Exercise directions: Update the rows below by replacing "Target" with "Object" and keeping everything else the same. Leave the pictures out of your answer.

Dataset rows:
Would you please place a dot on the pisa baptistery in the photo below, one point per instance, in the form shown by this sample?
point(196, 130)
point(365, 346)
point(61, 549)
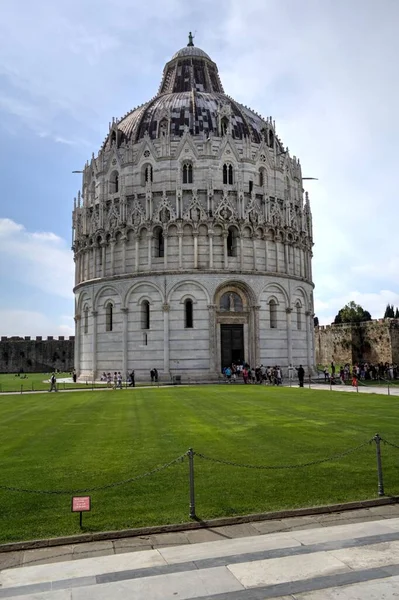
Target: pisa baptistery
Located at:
point(192, 238)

Exercise output:
Would you please place a dot on the pisa baptistery in the photo below, one point per instance, in the form shown by this sample?
point(196, 130)
point(365, 346)
point(61, 549)
Object: pisa baptistery
Located at:
point(192, 238)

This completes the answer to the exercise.